▶ [WRITTEN PROBLEM A] In the Little Italy article below, where did many Lower East Side residents begin moving after World War II?

# START OF PASSAGE SHOWN

Little Italy (also ) is a neighborhood in Lower Manhattan in New York City, known for its large Italian population. It is bounded on the west by Tribeca and Soho, on the south by Chinatown, on the east by the Bowery and Lower East Side, and on the north by Nolita.

History

Little Italy on Mulberry Street used to extend as far south as Worth Street, as far north as Houston Street, as far west as Lafayette Street, and as far east as Bowery. It is now only three blocks on Mulberry Street north of Canal St. Little Italy originated at Mulberry Bend south of Canal, in what had formerly been the Five Points area but is now the heart of Chinatown. Jacob Riis described Mulberry Bend as "the foul core of New York's slums." During this time period "Immigrants of the late 19th century usually settled in ethnic neighborhoods". Therefore,  the "mass immigration from Italy during the 1880s" led to the large settlement of Italian immigrants in lower Manhattan. The results of such migration had created an "influx of Italian immigrants" which had "led to the commercial gathering of their dwelling and business".

Bill Tonelli from New York magazine said, "Once, Little Italy was like an insular Neapolitan village re-created on these shores, with its own language, customs, and financial and cultural institutions." Little Italy was not the largest Italian neighborhood in New York City, as East Harlem (or Italian Harlem) had a larger Italian population. Tonelli said that Little Italy "was perhaps the city's poorest Italian neighborhood".

In 1910 Little Italy had almost 10,000 Italians; that was the peak of the community's Italian population. At the turn of the 20th century, over 90% of the residents of the Fourteenth Ward were of Italian birth or origins. Tonelli said that it meant "that residents began moving out to more spacious digs almost as soon as they arrived." Such a vastly growing community impacted the "U.S. labor movement in the 20th century" by making up much of the labor population in the garment industry".

After World War II, many residents of the Lower East Side began moving to Brooklyn, Staten Island, eastern Long Island, and New Jersey. Chinese immigrants became an increased presence after the U.S. Immigration Act of 1965 removed immigration restrictions, and the Manhattan Chinatown to Little Italy's south expanded. In 2004, Tonelli said, "You can go back 30 years and find newspaper clips chronicling the expansion of Chinatown and mourning the loss of Little Italy."

Before 2004, several upscale businesses entered the northern portion of the area between Houston and Kenmare Street. Tonelli said, "Real-estate prices zoomed, making it even tougher for the old-timers—residents and businesspeople alike—to hang on." After the September 11 attacks in 2001, areas below Houston Street were cut off for the rest of the fall of 2001. The San Gennaro feast, scheduled for September 13, was postponed. Business from the Financial District dropped severely, due to the closure of Park Row, which connected Chinatown and the Civic Center; as a result, residents in Little Italy and Chinatown suffered. Tonelli said the post-9/11 events "strangely enough, ended up motivating all these newfangled efforts to save what's left of the old neighborhood."

# END OF PASSAGE SHOWN
# START OF MATERIAL FOR THE TASK

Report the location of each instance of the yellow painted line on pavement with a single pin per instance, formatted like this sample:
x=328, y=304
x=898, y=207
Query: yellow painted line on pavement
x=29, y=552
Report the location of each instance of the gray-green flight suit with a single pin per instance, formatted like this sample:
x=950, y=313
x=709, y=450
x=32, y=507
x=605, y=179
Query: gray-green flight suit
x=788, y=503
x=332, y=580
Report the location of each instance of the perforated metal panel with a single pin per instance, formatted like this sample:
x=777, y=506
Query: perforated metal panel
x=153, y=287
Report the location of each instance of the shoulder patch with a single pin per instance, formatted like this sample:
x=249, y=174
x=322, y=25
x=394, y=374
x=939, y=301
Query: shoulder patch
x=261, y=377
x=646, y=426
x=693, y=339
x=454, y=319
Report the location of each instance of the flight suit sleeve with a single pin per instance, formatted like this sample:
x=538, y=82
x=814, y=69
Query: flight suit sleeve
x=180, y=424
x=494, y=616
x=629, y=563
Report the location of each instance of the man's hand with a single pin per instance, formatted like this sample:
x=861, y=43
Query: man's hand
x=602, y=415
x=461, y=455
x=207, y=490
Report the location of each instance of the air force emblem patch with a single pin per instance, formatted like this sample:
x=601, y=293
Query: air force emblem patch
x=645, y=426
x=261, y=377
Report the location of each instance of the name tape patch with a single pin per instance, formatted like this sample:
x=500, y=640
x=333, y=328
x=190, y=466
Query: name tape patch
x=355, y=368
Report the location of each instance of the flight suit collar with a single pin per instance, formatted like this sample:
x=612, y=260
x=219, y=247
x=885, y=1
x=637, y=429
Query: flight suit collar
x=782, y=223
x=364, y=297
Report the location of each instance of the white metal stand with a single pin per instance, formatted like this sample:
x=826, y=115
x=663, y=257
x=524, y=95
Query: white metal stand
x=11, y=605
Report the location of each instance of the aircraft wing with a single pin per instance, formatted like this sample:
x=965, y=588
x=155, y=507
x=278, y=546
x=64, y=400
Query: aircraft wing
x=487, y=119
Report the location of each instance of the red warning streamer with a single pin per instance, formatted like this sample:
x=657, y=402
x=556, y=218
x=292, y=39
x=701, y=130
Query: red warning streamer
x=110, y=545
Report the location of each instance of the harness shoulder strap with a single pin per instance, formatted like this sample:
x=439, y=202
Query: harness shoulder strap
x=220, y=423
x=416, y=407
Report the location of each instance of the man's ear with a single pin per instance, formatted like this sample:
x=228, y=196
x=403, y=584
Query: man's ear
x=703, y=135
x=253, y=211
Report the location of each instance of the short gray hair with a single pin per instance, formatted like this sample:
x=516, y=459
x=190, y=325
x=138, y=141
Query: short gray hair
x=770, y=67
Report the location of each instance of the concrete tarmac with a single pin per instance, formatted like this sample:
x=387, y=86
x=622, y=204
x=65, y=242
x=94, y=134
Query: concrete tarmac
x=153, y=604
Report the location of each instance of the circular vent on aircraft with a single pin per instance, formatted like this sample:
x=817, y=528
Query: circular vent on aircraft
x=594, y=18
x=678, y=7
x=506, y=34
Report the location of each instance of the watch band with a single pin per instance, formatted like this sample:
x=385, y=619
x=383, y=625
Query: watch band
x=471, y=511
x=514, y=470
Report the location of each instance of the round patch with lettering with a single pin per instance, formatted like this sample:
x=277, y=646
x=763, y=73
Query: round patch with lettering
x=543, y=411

# END OF MATERIAL FOR THE TASK
# START OF MATERIAL FOR THE TASK

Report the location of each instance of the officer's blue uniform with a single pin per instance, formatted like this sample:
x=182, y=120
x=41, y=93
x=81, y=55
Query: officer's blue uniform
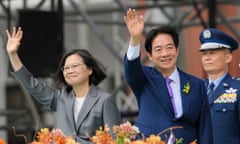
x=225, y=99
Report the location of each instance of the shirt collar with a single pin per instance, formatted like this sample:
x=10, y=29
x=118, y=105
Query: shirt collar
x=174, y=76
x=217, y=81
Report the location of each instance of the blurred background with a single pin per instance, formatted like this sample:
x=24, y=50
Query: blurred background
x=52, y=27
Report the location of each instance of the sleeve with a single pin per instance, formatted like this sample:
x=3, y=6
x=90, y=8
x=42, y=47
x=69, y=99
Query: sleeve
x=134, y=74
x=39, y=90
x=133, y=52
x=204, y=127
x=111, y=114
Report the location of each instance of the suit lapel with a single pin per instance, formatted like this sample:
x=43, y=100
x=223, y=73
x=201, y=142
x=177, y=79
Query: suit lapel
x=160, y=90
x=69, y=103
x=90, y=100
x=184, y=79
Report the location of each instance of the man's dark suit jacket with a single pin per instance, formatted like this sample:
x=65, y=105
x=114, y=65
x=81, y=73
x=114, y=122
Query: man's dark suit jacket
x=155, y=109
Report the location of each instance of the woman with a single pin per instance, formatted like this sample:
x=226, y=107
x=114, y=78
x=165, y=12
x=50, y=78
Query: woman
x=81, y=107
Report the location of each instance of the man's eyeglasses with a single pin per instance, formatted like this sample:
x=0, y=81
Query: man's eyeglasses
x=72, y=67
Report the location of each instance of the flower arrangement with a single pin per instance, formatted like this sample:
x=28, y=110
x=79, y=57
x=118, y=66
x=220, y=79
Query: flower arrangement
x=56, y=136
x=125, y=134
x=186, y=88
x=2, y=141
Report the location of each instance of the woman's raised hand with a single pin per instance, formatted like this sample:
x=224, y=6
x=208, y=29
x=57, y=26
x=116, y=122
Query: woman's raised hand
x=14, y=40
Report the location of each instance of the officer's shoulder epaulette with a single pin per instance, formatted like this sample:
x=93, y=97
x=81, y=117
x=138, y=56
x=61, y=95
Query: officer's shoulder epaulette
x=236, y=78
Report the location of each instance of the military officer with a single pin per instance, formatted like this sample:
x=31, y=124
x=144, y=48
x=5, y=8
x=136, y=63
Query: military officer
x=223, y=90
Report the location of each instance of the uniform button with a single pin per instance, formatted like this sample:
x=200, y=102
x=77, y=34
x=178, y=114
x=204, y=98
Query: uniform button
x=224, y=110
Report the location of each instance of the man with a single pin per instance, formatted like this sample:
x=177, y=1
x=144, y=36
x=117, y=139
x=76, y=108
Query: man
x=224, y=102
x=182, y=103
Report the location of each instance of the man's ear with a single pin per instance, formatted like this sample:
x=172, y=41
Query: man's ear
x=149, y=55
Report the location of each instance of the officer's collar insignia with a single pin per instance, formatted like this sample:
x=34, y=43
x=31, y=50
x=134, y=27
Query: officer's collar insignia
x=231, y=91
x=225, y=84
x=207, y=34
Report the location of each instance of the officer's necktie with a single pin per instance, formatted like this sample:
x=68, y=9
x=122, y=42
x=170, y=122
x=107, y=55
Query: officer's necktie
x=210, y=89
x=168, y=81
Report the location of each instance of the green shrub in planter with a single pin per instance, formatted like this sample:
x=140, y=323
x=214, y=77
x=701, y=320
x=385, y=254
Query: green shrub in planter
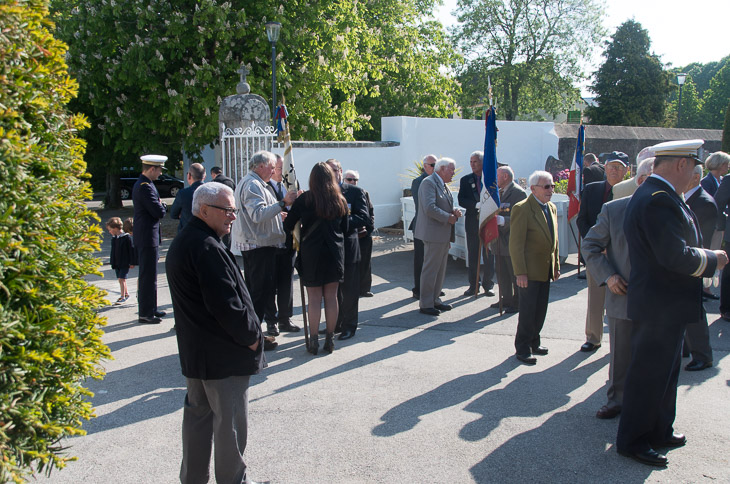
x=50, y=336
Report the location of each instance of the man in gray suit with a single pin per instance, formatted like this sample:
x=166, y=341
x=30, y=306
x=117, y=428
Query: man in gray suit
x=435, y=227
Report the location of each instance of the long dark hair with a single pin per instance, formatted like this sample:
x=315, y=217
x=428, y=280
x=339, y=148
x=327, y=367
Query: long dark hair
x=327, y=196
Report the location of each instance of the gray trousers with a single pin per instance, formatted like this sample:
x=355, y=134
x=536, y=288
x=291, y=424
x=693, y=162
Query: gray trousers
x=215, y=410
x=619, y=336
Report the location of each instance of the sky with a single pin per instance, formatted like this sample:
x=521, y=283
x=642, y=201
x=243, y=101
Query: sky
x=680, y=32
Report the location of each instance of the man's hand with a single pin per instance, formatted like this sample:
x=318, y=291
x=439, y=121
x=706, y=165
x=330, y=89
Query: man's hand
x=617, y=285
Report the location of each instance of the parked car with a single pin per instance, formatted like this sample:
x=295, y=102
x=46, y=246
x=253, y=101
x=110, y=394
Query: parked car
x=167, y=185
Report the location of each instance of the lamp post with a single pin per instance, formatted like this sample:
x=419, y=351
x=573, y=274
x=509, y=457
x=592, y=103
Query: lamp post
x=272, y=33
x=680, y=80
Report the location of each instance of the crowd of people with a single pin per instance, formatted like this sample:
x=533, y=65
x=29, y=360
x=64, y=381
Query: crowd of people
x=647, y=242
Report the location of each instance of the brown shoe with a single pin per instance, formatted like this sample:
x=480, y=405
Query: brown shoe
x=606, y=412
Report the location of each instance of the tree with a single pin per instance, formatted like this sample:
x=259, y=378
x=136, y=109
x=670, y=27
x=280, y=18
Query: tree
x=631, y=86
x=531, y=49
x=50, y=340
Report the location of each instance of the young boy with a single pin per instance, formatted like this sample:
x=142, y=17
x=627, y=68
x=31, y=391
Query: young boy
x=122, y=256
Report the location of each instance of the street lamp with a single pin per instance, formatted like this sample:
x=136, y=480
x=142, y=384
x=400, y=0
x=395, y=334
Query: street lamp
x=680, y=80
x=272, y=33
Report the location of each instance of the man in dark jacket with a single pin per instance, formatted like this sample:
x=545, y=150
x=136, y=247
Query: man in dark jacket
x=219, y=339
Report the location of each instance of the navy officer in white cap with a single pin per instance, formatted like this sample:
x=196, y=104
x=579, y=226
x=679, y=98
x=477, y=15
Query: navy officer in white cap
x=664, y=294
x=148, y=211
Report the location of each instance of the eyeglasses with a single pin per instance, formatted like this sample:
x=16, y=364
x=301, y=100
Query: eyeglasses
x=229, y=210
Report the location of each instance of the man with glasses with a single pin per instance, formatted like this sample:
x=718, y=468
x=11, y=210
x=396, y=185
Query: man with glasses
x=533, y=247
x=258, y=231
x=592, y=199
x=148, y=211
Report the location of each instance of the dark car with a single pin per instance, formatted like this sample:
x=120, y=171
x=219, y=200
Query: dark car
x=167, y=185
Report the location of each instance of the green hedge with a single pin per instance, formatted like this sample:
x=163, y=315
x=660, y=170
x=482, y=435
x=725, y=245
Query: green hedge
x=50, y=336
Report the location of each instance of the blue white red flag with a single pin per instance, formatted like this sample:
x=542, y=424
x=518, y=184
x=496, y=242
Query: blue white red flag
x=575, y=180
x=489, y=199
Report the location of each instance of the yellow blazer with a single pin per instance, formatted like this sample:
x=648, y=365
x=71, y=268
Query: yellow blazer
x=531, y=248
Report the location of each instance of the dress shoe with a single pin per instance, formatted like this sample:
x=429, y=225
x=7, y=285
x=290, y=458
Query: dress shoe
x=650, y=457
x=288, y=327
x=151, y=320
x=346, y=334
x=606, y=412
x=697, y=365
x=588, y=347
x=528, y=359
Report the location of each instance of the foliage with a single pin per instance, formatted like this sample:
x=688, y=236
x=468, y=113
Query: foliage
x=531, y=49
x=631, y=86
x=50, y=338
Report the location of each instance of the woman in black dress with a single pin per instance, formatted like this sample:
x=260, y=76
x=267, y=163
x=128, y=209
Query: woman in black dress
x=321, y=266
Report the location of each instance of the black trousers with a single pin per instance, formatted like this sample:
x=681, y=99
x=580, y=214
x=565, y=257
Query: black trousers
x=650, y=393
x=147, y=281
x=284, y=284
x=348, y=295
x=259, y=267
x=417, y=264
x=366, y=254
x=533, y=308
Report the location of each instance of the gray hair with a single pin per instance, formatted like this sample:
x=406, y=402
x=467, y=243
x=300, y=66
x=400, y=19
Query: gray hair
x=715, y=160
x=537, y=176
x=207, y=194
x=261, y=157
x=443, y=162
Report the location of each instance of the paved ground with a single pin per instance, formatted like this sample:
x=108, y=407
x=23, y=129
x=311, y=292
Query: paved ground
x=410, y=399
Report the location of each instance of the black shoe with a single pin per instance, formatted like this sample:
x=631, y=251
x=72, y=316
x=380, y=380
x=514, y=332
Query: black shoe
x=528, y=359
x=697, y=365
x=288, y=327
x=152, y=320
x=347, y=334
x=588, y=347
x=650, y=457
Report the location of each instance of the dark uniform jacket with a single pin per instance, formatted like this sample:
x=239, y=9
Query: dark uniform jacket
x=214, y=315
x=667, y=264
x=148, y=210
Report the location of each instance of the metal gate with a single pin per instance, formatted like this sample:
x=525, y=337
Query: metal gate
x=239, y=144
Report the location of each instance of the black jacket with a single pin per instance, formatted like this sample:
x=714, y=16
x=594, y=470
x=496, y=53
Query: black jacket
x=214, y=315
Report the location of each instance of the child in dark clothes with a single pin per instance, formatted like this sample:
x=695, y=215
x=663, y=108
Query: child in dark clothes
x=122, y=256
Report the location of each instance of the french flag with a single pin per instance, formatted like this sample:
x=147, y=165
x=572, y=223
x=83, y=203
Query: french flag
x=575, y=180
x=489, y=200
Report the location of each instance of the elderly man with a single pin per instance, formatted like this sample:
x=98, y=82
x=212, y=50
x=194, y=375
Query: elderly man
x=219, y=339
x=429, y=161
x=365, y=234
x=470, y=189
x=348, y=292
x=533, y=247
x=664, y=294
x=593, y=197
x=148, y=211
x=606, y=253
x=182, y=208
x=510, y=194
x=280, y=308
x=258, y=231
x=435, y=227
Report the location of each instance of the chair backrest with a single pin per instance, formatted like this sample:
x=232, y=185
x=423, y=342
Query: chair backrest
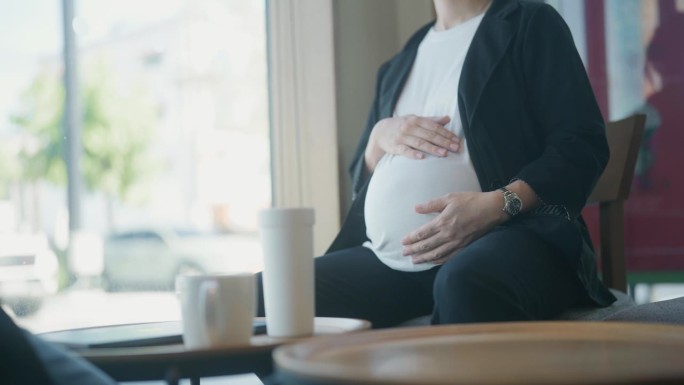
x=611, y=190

# END OF MATERIAL FOR THE TASK
# START OF MATERIAL FOR THE TASK

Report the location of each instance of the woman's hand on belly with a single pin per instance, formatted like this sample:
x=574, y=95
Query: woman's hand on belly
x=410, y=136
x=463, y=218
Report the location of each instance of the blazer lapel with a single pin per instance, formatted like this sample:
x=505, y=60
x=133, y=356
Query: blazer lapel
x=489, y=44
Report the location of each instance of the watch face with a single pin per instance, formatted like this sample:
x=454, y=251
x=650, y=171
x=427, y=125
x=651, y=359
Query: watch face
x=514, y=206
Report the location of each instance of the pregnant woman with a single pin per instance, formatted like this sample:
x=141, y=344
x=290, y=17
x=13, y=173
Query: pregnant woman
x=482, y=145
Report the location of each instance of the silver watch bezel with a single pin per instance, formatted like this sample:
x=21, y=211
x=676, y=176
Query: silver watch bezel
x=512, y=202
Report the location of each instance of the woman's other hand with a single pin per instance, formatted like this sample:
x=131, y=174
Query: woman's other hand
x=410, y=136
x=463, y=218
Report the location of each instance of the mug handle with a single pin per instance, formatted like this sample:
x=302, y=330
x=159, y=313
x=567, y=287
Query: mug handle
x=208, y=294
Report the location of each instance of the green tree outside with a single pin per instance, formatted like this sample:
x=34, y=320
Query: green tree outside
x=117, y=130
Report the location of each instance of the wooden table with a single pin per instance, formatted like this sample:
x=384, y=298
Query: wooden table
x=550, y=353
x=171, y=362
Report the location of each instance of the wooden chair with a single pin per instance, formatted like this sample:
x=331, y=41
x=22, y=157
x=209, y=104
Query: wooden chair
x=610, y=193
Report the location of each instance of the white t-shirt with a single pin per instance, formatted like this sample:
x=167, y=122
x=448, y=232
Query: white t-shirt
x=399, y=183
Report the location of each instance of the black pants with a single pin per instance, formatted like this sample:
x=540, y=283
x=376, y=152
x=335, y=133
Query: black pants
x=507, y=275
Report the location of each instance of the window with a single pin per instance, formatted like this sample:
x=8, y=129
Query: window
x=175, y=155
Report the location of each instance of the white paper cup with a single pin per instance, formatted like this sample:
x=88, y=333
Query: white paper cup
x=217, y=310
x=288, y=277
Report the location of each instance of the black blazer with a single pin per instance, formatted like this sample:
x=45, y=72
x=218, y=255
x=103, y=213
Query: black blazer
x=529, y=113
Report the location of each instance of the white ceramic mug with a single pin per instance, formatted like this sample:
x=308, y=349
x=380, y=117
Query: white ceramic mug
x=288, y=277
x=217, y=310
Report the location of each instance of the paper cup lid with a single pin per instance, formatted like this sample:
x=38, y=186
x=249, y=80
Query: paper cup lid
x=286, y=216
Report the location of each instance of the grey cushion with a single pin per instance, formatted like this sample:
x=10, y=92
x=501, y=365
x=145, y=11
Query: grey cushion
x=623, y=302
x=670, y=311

# END OF MATERIAL FOR THE TASK

▶ [WRITTEN PROBLEM B] Which lines in the rows above contain the string "flower"? Collect every one of them, and treat case as significant.

▶ [WRITTEN SOLUTION A] Brooklyn, Staten Island, eastern Long Island, and New Jersey.

▶ [WRITTEN SOLUTION B]
Report the location of each instance of the flower arrangement with a single pin per instance, formatted like this sample:
Query: flower arrangement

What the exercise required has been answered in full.